Dataset excerpts on object pointing
________________________
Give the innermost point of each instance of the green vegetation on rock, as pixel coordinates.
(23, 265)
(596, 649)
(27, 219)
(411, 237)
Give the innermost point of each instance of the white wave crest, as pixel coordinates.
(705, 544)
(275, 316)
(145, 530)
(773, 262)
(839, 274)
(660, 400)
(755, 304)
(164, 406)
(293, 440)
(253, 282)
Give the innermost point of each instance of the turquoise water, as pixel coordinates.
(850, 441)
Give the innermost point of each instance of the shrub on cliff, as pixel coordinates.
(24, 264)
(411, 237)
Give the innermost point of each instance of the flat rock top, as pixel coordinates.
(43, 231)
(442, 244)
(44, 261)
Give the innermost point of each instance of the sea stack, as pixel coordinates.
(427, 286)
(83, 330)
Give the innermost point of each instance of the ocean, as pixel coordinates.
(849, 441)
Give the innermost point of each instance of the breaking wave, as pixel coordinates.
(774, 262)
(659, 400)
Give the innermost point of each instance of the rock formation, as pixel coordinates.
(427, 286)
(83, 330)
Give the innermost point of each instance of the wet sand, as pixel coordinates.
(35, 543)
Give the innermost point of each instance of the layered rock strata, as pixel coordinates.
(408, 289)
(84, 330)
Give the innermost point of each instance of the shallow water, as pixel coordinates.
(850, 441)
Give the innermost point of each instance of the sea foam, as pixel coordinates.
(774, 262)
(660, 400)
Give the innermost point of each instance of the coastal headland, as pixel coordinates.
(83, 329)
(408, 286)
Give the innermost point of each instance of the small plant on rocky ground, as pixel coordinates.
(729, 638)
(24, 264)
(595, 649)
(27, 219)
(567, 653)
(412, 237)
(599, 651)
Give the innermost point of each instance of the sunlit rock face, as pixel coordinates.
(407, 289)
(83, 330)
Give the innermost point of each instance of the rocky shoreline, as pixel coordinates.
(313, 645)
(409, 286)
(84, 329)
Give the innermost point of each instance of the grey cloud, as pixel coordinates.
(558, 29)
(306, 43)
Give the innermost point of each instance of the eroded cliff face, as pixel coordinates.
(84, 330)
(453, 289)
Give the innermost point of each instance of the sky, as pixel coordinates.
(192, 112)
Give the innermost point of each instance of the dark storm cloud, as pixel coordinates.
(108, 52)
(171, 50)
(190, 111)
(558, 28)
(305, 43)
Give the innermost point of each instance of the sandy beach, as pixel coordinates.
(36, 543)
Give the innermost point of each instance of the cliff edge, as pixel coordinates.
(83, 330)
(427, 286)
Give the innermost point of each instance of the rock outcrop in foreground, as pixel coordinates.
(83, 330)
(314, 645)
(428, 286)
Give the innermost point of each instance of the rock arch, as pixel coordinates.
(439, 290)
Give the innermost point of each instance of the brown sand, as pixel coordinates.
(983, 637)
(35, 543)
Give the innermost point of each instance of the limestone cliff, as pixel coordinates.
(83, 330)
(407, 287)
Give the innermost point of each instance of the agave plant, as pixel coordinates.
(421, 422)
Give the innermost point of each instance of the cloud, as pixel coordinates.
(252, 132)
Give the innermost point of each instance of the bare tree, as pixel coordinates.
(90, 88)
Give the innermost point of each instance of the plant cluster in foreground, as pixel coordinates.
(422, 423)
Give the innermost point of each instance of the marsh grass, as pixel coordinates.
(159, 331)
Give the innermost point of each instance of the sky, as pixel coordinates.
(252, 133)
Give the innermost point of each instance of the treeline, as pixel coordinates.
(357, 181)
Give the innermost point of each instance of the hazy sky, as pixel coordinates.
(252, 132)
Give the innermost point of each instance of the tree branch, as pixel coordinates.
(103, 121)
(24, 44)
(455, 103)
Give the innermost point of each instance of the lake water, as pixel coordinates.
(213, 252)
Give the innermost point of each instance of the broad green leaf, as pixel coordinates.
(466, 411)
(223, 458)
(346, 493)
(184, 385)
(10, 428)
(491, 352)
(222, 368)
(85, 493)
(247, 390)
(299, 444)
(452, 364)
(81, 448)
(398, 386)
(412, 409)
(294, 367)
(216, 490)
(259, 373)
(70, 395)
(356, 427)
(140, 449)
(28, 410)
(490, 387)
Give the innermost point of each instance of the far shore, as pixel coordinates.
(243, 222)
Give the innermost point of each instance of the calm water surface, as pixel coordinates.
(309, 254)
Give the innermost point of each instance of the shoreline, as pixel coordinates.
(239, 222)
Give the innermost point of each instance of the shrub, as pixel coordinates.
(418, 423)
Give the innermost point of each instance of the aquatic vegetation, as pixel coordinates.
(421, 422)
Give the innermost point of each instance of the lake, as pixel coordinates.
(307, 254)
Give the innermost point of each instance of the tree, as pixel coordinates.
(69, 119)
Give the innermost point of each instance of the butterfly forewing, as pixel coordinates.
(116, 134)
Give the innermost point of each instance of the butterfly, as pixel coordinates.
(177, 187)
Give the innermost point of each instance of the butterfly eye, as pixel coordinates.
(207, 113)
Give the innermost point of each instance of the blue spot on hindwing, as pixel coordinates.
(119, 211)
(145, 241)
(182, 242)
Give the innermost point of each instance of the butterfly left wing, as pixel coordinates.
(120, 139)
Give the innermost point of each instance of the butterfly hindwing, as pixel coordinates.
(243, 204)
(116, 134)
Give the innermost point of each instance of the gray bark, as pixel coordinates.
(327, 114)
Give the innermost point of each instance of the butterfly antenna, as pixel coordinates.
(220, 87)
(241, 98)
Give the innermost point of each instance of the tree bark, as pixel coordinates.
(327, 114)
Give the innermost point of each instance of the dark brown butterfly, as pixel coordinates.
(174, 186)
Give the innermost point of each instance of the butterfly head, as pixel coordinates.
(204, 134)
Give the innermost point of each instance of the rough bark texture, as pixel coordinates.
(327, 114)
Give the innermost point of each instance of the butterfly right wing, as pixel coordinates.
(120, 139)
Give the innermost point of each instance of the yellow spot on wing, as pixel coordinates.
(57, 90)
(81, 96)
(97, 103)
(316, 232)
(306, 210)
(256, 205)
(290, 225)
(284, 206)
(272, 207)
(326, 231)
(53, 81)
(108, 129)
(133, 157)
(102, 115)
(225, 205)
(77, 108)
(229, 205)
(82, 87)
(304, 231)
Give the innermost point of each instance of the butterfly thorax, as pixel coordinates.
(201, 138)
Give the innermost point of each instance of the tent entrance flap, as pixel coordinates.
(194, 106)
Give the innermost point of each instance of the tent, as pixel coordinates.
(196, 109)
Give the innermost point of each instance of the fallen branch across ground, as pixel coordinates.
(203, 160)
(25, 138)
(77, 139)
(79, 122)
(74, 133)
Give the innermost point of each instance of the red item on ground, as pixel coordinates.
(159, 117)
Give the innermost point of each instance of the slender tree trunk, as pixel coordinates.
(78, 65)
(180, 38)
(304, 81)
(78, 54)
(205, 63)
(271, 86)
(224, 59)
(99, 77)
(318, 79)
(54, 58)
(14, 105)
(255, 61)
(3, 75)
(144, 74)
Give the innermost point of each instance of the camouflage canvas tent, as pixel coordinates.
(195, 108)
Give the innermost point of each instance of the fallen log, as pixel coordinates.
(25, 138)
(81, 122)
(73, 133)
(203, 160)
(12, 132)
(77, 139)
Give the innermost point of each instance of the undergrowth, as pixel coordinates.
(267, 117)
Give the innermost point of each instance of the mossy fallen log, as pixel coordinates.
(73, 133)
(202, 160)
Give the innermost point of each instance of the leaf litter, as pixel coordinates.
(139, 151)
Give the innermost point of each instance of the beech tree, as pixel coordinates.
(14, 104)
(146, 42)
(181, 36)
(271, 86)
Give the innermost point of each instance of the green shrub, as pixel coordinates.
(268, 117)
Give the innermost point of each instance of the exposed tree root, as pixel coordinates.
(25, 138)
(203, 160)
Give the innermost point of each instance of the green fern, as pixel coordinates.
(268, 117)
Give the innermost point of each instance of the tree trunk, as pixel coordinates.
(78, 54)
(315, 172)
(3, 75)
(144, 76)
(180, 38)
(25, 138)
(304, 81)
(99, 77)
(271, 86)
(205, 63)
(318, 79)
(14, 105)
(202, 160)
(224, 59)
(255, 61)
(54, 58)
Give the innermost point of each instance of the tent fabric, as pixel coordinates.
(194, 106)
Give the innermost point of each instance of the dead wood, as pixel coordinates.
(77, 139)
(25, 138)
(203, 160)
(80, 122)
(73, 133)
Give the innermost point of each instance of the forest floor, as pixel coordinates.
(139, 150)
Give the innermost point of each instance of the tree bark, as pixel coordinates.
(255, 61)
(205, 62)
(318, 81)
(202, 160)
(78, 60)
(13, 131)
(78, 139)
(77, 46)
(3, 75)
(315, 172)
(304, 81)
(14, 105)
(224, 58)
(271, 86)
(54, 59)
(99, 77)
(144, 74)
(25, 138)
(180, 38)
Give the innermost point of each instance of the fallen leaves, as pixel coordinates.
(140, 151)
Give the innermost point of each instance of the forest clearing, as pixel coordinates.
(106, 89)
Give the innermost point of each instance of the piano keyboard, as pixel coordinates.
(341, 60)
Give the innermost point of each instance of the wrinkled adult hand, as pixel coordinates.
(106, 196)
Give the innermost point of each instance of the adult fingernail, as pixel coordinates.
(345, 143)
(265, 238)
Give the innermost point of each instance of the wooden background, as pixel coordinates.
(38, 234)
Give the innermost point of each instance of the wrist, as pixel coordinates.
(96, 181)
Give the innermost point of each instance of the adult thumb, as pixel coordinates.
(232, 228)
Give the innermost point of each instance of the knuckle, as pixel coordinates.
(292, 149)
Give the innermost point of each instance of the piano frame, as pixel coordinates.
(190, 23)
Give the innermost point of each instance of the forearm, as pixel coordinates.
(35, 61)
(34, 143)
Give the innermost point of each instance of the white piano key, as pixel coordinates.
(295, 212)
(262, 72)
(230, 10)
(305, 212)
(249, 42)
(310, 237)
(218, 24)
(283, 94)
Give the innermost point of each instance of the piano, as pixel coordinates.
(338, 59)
________________________
§ **Set exercise**: Quote only the lines from the one containing "floor, as pixel coordinates." through the final line of the records, with both ends included.

§ **Complete answer**:
Give the innermost point of each instance of the forest floor, as pixel coordinates.
(139, 150)
Give the innermost point of each instance of the tree bark, as pixel coordinates.
(255, 61)
(205, 62)
(318, 81)
(202, 160)
(78, 60)
(13, 131)
(78, 139)
(77, 46)
(3, 75)
(315, 172)
(304, 81)
(14, 105)
(224, 58)
(271, 86)
(54, 59)
(99, 77)
(144, 74)
(25, 138)
(180, 38)
Give the innermost point of each instance of the fallen leaves, as pixel coordinates.
(140, 151)
Give the innermost point of each instance of the forest clearing, as pixel coordinates.
(106, 89)
Give the innermost point of each instance of the piano keyboard, as pixel coordinates.
(341, 60)
Give the innermost point of each instance of the wrinkled adult hand, as pixel coordinates.
(106, 196)
Give the innermost point of each instance of the adult fingernail, as pixel coordinates.
(345, 143)
(265, 238)
Give the innermost point of each instance of the wooden background, as pixel coordinates.
(38, 234)
Give the innermost point of each instance of the wrist, as pixel coordinates.
(96, 181)
Give the innermost point of each instance of the adult thumb, as pixel coordinates.
(232, 228)
Give the innermost point of each instance of the knuckle, as pixel coordinates.
(292, 149)
Give the innermost point of each instance of the piano frame, as pixel coordinates.
(190, 23)
Give the innermost point of each instance of the forearm, as pixel coordinates.
(35, 61)
(34, 143)
Give the innermost point of each instance of the white piano key, as pixel coordinates.
(295, 212)
(262, 72)
(230, 10)
(305, 212)
(249, 42)
(310, 237)
(218, 24)
(283, 94)
Give the innermost point of each instance of the piano, as pixel coordinates.
(338, 59)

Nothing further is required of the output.